▸ Task item:
Answer these questions from the column on aging:
1. What two paths does the column name as coming after high school?
2. By which decade are you looking at truly adult life, with all the responsibilities?
3. At what point in life do aches and pains begin to appear?

▸ Extract:
___

JIM “PAPPY” MOORE: Every Year a Year Gets Shorter
By Jim “Pappy” Moore
When you’re a kid going to school you become aware of what a year means. It is an identifiable slice of your life. First grade. Second. Third. Fourth. Fifth. Middle School. High School. Then comes going to college. Or military. Or one first, then the other. Then comes real adult life where you settle into decades. Your twenties. Your thirties. Your forties. Your fifties.
Then comes your Sixties. Now you really notice how fast a year goes by. It’s now such a tiny percentage of your life. Each year seemed a lot longer when you were under ten years old. Then they slowly got to be a little faster, but even through high school each year was identifiable as its own unit. Then comes our senior year of high school. We graduate. We turn eighteen. We officially become adults if not literally
Real life sets in. Getting a job. Getting a place to live. Becoming self sufficient. Having friends. Having relationships. Becoming known as an entity separate from your own nuclear family.
The twenties give rise to these very real milestones. By your thirties you are looking at truly adult life, with all the responsibilities. You are a parent. You are spouse. You hold an important position at work, in your career. You have things you do. You have things your kids do and you also do. You are busy living.
Then aches and pains begin to appear in your mid thirties. Those adult games of baseball, or basketball, or tennis become more taxing. Your body has peaked athletically, and through aches and pains you come to understand why professional athletes often retire in the thirties.

___

▸ Dataset excerpts:
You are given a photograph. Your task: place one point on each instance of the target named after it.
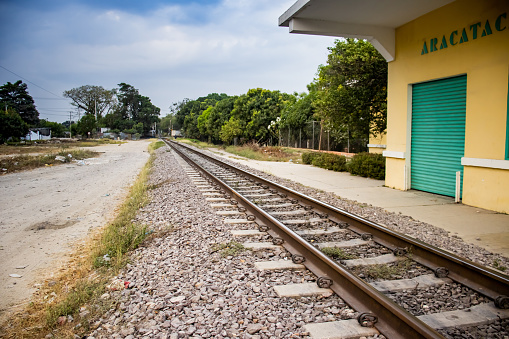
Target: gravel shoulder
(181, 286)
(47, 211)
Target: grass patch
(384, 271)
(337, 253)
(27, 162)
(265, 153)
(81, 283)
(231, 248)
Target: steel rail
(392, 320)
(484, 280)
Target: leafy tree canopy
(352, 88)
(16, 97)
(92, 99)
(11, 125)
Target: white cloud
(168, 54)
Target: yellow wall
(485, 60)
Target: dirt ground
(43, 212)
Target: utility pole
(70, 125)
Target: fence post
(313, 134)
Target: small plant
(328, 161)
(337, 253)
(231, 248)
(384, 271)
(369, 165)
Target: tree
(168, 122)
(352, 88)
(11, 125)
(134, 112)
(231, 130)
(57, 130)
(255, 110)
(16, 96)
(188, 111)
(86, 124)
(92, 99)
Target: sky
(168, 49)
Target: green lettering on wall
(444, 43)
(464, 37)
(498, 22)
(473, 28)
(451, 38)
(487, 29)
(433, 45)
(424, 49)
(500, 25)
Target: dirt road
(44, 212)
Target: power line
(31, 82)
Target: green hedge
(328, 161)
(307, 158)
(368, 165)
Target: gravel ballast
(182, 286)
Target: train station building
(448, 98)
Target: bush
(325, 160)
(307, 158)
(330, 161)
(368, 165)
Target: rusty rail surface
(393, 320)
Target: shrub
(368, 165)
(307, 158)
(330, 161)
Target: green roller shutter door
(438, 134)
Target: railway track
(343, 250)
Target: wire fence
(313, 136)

___

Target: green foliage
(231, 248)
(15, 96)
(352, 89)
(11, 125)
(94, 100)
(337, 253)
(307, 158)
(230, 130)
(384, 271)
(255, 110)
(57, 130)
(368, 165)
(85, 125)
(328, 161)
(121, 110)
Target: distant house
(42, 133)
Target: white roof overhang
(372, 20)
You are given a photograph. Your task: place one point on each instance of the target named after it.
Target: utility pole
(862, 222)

___

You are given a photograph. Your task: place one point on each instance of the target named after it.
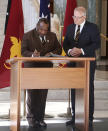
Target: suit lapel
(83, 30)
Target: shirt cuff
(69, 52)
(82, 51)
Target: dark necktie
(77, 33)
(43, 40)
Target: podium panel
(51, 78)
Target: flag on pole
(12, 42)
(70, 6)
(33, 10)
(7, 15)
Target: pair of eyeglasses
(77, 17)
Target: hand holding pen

___

▸ Result:
1. Going to college or the military (or one first, then the other).
2. Your thirties.
3. In your mid thirties.